──────── Dataset records ────────

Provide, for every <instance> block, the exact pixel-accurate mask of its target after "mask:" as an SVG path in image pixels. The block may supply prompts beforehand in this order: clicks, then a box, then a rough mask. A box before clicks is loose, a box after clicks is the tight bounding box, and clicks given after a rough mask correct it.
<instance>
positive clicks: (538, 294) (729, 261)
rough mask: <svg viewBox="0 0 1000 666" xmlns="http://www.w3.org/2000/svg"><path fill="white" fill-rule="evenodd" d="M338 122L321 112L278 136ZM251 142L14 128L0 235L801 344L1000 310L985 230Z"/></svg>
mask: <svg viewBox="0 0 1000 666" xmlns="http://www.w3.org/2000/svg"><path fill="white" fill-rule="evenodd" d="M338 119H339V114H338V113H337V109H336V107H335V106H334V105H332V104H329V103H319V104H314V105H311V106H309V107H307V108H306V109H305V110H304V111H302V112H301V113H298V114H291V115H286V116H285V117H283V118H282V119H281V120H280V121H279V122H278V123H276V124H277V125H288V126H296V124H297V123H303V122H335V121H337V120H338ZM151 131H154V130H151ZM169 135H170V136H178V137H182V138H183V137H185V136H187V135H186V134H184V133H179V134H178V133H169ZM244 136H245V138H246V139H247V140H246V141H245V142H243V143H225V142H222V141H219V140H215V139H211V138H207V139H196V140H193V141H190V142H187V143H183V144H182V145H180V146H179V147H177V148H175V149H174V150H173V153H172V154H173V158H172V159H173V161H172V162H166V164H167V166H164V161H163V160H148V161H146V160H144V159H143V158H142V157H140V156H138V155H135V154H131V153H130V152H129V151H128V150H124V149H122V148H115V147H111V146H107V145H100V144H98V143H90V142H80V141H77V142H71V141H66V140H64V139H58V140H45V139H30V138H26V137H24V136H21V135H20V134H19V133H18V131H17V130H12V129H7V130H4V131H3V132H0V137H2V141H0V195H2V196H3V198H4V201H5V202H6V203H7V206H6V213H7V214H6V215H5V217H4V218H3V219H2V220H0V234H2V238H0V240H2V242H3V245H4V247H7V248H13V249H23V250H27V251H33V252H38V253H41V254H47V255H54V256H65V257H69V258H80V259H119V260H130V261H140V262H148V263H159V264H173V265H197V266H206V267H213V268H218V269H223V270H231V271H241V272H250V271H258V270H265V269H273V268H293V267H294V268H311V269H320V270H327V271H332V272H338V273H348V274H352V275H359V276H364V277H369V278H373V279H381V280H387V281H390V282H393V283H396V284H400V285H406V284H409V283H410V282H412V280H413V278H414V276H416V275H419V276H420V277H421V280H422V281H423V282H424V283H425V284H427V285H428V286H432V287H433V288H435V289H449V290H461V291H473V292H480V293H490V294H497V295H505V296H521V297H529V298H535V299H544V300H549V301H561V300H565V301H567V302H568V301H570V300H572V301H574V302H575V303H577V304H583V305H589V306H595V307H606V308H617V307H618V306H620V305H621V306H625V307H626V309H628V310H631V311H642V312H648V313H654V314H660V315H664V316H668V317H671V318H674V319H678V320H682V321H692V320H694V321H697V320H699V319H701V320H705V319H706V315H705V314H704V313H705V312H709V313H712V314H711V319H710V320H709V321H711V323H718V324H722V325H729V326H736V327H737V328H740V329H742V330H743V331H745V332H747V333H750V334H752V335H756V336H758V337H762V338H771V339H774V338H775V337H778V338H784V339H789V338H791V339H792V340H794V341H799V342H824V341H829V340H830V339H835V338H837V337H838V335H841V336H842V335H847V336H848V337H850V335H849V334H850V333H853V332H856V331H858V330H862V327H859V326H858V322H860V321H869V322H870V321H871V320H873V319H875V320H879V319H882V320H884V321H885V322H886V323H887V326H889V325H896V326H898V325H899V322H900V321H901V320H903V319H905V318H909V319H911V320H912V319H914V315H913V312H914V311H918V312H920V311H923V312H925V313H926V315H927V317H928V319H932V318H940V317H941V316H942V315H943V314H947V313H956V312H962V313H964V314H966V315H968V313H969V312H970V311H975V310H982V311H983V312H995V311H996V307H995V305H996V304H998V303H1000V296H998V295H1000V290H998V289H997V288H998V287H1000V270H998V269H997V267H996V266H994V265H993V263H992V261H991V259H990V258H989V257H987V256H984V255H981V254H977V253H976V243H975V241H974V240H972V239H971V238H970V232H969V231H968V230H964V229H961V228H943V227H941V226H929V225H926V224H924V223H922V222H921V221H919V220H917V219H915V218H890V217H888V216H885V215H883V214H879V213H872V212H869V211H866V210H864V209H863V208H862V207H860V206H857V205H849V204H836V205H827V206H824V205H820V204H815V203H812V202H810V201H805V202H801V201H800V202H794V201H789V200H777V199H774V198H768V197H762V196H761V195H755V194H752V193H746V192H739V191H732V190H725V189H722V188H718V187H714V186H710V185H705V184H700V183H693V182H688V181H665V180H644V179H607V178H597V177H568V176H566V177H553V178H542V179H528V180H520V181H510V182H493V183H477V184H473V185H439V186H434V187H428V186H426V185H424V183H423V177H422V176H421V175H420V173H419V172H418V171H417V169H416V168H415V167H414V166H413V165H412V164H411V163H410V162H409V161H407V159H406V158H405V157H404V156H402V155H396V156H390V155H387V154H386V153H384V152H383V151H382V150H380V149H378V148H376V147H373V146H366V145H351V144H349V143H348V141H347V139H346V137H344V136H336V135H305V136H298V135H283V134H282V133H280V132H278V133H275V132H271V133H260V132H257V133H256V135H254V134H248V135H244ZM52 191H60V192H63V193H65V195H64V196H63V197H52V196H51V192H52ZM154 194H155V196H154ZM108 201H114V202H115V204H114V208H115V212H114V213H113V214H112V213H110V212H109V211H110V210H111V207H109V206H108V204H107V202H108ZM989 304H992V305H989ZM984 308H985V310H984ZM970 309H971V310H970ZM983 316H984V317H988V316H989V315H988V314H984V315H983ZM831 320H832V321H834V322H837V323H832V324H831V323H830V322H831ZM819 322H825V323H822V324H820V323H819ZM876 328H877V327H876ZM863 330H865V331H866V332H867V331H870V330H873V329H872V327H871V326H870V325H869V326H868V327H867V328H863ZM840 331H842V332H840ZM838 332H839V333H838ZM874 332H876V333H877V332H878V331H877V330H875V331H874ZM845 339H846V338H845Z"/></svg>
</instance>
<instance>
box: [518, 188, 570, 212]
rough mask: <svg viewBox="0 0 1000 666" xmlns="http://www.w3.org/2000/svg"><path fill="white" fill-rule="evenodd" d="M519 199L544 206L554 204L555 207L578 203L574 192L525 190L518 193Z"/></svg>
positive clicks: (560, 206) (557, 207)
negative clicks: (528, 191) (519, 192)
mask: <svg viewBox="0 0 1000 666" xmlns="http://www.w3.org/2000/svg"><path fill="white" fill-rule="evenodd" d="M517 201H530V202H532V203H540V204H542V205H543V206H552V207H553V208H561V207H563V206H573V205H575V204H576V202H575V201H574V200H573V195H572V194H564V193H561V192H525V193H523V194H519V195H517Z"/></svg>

────────

(Your objective):
Copy all of the items above word for word, from start to finish.

(Solved problem):
Provide, for every <instance> block, the exact pixel-accurate mask of its target after "mask:" as an SVG path in image pixels. The block may supply prompts beforehand in this order: clicks, then a box, then a rough mask. A box before clicks is loose, a box after clicks is the tight bounding box, and clicks given after a rough mask correct it.
<instance>
positive clicks: (538, 294) (729, 261)
rough mask: <svg viewBox="0 0 1000 666" xmlns="http://www.w3.org/2000/svg"><path fill="white" fill-rule="evenodd" d="M338 122L321 112L278 136ZM251 142L14 128L0 235L801 344L1000 310L985 230Z"/></svg>
mask: <svg viewBox="0 0 1000 666" xmlns="http://www.w3.org/2000/svg"><path fill="white" fill-rule="evenodd" d="M338 119H339V114H338V113H337V109H336V107H335V106H334V105H332V104H329V103H319V104H314V105H311V106H309V107H307V108H306V109H305V110H304V111H302V112H301V113H298V114H291V115H286V116H285V117H283V118H282V119H281V120H280V121H279V122H278V123H276V124H277V125H288V126H296V124H297V123H303V122H335V121H337V120H338ZM151 131H154V130H151ZM169 135H170V136H178V137H182V138H183V137H185V136H187V135H186V134H184V133H179V134H178V133H169ZM244 136H245V138H246V139H247V140H246V141H245V142H243V143H225V142H222V141H219V140H215V139H211V138H207V139H196V140H193V141H190V142H187V143H183V144H182V145H180V146H179V147H177V148H175V149H174V150H173V153H172V154H173V158H172V159H173V161H172V162H166V164H167V166H164V161H163V160H148V161H146V160H144V159H143V158H142V157H140V156H138V155H135V154H131V153H130V152H129V151H128V150H124V149H122V148H115V147H111V146H107V145H100V144H98V143H90V142H80V141H77V142H71V141H66V140H64V139H58V140H45V139H30V138H26V137H24V136H21V135H20V134H19V133H18V131H17V130H12V129H7V130H4V131H3V132H0V137H2V141H0V195H2V196H3V198H4V201H5V202H6V203H7V206H6V213H7V214H6V215H5V217H4V218H3V219H2V220H0V234H2V238H0V240H2V242H3V245H4V247H7V248H13V249H23V250H27V251H33V252H38V253H41V254H47V255H54V256H65V257H69V258H80V259H119V260H130V261H140V262H148V263H159V264H173V265H197V266H206V267H213V268H218V269H223V270H231V271H241V272H250V271H258V270H265V269H273V268H293V267H294V268H311V269H320V270H327V271H332V272H338V273H348V274H352V275H359V276H364V277H369V278H373V279H381V280H387V281H390V282H393V283H396V284H400V285H406V284H409V283H410V282H412V280H413V278H414V276H416V275H419V276H420V277H421V280H422V281H423V282H424V283H425V284H427V285H428V286H432V287H433V288H435V289H449V290H461V291H473V292H480V293H490V294H497V295H505V296H521V297H529V298H535V299H544V300H549V301H561V300H565V301H567V302H568V301H570V300H572V301H574V302H575V303H577V304H583V305H589V306H595V307H606V308H617V307H618V306H620V305H621V306H625V307H626V309H628V310H631V311H642V312H648V313H654V314H660V315H664V316H668V317H671V318H674V319H678V320H682V321H692V320H694V321H697V320H699V319H701V320H705V319H706V315H705V314H704V313H705V312H709V313H712V314H711V319H710V320H709V321H711V323H718V324H722V325H729V326H736V327H737V328H740V329H742V330H743V331H745V332H747V333H750V334H752V335H756V336H758V337H762V338H771V339H774V338H775V337H778V338H784V339H789V338H791V339H792V340H794V341H799V342H824V341H829V340H830V339H835V338H837V337H838V335H841V336H842V335H847V336H848V337H850V335H849V334H850V333H853V332H856V331H858V330H862V327H859V326H858V322H860V321H869V322H870V321H871V320H873V319H875V320H879V319H882V320H884V321H885V322H886V323H887V326H889V325H896V326H898V325H899V322H900V321H901V320H903V319H905V318H909V319H911V320H912V319H914V315H913V312H914V311H918V312H920V311H923V312H925V313H926V315H927V317H928V319H932V318H940V317H941V316H942V315H943V314H947V313H956V312H962V313H964V314H966V315H968V313H969V312H970V311H975V310H982V311H983V312H995V311H996V307H995V305H996V304H998V303H1000V296H998V295H1000V290H998V289H997V288H998V287H1000V270H998V269H997V267H996V266H994V265H993V263H992V261H991V259H990V258H989V257H987V256H984V255H981V254H977V253H976V243H975V241H974V240H972V239H971V238H970V232H969V231H968V230H964V229H961V228H943V227H941V226H929V225H926V224H924V223H922V222H921V221H919V220H917V219H915V218H890V217H888V216H885V215H883V214H879V213H872V212H869V211H866V210H864V209H863V208H862V207H860V206H857V205H849V204H836V205H827V206H824V205H820V204H815V203H812V202H810V201H805V202H801V201H800V202H794V201H789V200H777V199H774V198H768V197H762V196H761V195H755V194H752V193H746V192H739V191H732V190H725V189H722V188H718V187H714V186H710V185H705V184H700V183H693V182H688V181H665V180H644V179H607V178H597V177H568V176H566V177H553V178H542V179H528V180H520V181H510V182H493V183H477V184H473V185H439V186H434V187H428V186H426V185H424V183H423V177H422V176H421V175H420V173H419V172H418V171H417V169H416V168H415V167H414V166H413V165H412V164H411V163H410V162H409V161H407V159H406V158H405V157H404V156H402V155H396V156H390V155H387V154H386V153H384V152H383V151H382V150H380V149H378V148H376V147H373V146H366V145H351V144H349V143H348V141H347V139H346V137H344V136H336V135H305V136H298V135H283V134H282V133H280V132H278V133H275V132H271V133H260V132H257V133H256V135H254V134H248V135H244ZM52 191H60V192H63V193H65V195H64V196H63V197H52V196H51V192H52ZM154 194H155V196H154ZM108 201H114V202H115V204H114V208H115V212H114V213H113V214H112V213H110V212H109V211H110V210H111V207H109V206H108V204H107V202H108ZM989 304H992V305H989ZM984 308H985V310H984ZM970 309H971V310H970ZM983 316H984V317H988V316H989V315H988V314H984V315H983ZM831 320H832V321H834V322H837V323H832V324H831V323H830V322H831ZM819 322H825V323H822V324H820V323H819ZM876 328H877V327H876ZM863 330H865V331H866V332H867V331H870V330H873V329H872V327H871V326H870V325H869V326H868V327H867V328H863ZM840 331H842V332H840ZM838 332H839V333H838ZM874 332H876V333H877V332H878V331H877V330H875V331H874ZM845 339H846V338H845Z"/></svg>
</instance>
<instance>
box: [518, 188, 570, 212]
rough mask: <svg viewBox="0 0 1000 666" xmlns="http://www.w3.org/2000/svg"><path fill="white" fill-rule="evenodd" d="M519 199L544 206L554 204L555 207L578 203L574 192L525 190L518 193Z"/></svg>
positive clicks: (560, 206) (557, 207)
negative clicks: (528, 191) (519, 192)
mask: <svg viewBox="0 0 1000 666" xmlns="http://www.w3.org/2000/svg"><path fill="white" fill-rule="evenodd" d="M517 201H530V202H532V203H540V204H542V205H543V206H552V207H553V208H561V207H563V206H573V205H575V204H576V202H575V201H574V200H573V195H572V194H564V193H561V192H525V193H523V194H519V195H517Z"/></svg>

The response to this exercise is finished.